**Problem set**
A. From the forum thread on aging mead, return the words word for word, beginning at "## brettprevans (17/4/09)" and stopping after "## pdilley (17/4/09)".
B. Carry the forum thread about aging mead and fermenting gear forward, starting after its last line.

**Text section**
########

Don't look at traditional Polish Meads greg, those have 9 to 99 year waits!


----------



## mash head (16/4/09)

WHAT are you brewing for the next generation . Takes 99 years to see if you got it right and by then youve probably taken the recipie to the grave. Silly poles. Greg :lol:


----------



## brettprevans (17/4/09)

aging is the reason i just 'invested' in 4 more kegs. ageing sours/lambics, meads and the like will be rewarding, but i couldnt bear to be out of beer due to limited kegs, so more kegs for me.

look like a good starting out recipe there Pete


----------



## pdilley (17/4/09)

citymorgue2 said:


> aging is the reason i just 'invested' in 4 more kegs. ageing sours/lambics, meads and the like will be rewarding, but i couldnt bear to be out of beer due to limited kegs, so more kegs for me.
> 
> look like a good starting out recipe there Pete



A Yum one to start with for sure.

I have 2 34-litre, 1 25-litre, 4 5-litre glass demijohns.
I have 1 30-litre, and 1 60-litre plastic primary fermenters.
Even so I feel I don't have enough.

########

**Material supplied**
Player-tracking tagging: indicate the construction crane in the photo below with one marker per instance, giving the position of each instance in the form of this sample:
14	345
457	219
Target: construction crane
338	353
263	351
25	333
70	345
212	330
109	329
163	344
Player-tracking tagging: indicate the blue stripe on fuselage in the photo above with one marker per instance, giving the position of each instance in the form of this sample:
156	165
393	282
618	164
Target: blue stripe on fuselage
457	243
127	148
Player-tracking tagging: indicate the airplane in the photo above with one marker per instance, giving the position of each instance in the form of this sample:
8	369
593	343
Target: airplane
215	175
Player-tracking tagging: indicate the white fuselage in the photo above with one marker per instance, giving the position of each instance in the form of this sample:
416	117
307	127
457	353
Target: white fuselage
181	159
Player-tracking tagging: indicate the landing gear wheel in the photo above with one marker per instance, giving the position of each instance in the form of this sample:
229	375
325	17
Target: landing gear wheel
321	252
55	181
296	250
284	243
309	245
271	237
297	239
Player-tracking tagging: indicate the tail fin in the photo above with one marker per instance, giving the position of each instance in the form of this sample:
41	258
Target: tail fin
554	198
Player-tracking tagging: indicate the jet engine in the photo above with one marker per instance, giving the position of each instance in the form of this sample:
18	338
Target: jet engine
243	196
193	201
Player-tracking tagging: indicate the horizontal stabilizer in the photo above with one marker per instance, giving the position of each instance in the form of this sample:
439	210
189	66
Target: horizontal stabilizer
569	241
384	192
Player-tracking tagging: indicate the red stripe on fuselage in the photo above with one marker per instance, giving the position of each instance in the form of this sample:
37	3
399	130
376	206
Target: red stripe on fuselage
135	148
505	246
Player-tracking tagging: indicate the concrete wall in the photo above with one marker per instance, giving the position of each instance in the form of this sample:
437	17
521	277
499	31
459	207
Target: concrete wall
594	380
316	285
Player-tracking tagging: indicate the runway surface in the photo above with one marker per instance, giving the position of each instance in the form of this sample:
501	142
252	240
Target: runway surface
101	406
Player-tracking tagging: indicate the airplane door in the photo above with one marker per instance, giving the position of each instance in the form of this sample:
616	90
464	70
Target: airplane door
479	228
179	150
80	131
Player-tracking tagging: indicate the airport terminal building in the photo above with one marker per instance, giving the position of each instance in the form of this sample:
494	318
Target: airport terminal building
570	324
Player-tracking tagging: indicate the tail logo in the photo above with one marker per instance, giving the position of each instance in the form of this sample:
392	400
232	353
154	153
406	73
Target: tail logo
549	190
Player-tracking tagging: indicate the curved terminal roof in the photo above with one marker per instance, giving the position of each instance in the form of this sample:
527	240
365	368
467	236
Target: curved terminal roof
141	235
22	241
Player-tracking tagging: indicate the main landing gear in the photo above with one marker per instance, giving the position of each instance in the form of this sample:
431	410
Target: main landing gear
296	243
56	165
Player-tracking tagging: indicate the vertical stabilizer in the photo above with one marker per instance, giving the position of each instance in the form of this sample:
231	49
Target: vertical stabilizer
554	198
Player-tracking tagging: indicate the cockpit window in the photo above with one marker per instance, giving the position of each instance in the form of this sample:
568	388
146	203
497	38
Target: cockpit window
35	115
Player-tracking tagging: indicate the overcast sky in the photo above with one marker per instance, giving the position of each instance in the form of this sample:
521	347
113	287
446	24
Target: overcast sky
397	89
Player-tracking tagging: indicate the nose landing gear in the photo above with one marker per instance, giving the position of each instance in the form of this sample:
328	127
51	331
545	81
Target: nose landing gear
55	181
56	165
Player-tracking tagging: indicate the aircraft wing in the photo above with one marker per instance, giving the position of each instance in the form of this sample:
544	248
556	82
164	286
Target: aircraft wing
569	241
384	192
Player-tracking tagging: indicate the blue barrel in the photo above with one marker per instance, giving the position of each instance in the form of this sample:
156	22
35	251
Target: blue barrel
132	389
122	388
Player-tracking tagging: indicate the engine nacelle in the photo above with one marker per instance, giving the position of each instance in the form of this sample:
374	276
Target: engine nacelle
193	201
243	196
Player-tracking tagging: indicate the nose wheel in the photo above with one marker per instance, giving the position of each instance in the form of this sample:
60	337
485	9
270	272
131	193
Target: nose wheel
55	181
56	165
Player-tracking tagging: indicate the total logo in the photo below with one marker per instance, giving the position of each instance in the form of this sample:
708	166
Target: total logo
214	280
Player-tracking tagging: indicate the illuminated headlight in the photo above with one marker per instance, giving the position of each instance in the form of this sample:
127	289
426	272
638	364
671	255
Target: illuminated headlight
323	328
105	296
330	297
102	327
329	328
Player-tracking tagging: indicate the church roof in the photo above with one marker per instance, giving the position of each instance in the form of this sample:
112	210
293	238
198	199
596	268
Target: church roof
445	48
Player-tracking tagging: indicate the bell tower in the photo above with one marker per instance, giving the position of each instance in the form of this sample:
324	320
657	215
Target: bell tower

########

**Results for each task**
A.
## brettprevans (17/4/09)

aging is the reason i just 'invested' in 4 more kegs. ageing sours/lambics, meads and the like will be rewarding, but i couldnt bear to be out of beer due to limited kegs, so more kegs for me.

look like a good starting out recipe there Pete


----------



## pdilley (17/4/09)

B.
This is *exactly* the reason to get into the whole "small batch" brewing movement. I can order up a couple pallets of 5-litre glass demijohns. 6 per pallet means 12 new 5-litre demijohns. With the 4 that makes for 16 demijohns perfect for small batch beer, mead, and wine recipes. (I am sure I will soon feel I will need even more of them!)

Each 5-litre demijohn means a recipe will give you 5 to 6 750ml bottles of wine, mead, beer, or whatever to age in the cellar. This means its a lot easier to handle than 80 bottles from a single 60 litre batch! This also means plenty of variety, rotation, and experimentation. In other words the whole fun part that this hobby is all about! Someone needs to champion the small batch movement over here  Small batching means your per batch costs are lower so you can spend more on higher quality and more exotic ingredients in your wine and mead making, or beer brewing for the small batch beer brewers that want to join along! Anyone willing to join in with me?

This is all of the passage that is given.